# DO THIS
Convert the listing, from its first line through the line containing "POLYGON ((46 10, 37", into a Markdown table with the columns Row and Line, numbering each line and omitting blank lines.
# SUPPLIED DATA start
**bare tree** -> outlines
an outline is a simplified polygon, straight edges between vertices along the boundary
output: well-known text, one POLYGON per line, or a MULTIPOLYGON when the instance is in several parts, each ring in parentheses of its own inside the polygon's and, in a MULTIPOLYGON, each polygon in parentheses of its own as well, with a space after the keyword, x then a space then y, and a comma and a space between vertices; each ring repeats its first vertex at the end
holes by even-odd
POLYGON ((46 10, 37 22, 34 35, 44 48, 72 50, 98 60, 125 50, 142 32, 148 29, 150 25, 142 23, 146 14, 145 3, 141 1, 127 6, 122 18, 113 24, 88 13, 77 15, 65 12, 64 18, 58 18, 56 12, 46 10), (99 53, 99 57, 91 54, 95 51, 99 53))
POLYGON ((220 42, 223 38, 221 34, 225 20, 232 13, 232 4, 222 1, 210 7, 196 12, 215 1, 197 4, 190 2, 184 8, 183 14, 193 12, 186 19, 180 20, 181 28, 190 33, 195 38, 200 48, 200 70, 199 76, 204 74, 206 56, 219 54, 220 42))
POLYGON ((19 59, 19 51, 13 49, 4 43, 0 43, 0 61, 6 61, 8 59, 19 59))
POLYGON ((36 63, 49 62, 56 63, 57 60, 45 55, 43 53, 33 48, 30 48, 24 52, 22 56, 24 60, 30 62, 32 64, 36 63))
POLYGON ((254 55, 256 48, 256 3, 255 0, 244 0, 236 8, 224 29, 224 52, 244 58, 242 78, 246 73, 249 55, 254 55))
# SUPPLIED DATA end
# SOLUTION FOR THIS PROBLEM
| Row | Line |
|---|---|
| 1 | **bare tree** -> outlines |
| 2 | an outline is a simplified polygon, straight edges between vertices along the boundary |
| 3 | output: well-known text, one POLYGON per line, or a MULTIPOLYGON when the instance is in several parts, each ring in parentheses of its own inside the polygon's and, in a MULTIPOLYGON, each polygon in parentheses of its own as well, with a space after the keyword, x then a space then y, and a comma and a space between vertices; each ring repeats its first vertex at the end |
| 4 | holes by even-odd |
| 5 | POLYGON ((46 10, 37 22, 34 35, 44 48, 72 50, 98 60, 125 50, 142 32, 148 29, 150 25, 142 23, 146 14, 145 3, 141 1, 127 6, 122 18, 113 24, 88 13, 77 15, 65 12, 64 18, 58 18, 56 12, 46 10), (99 53, 99 57, 91 54, 95 51, 99 53)) |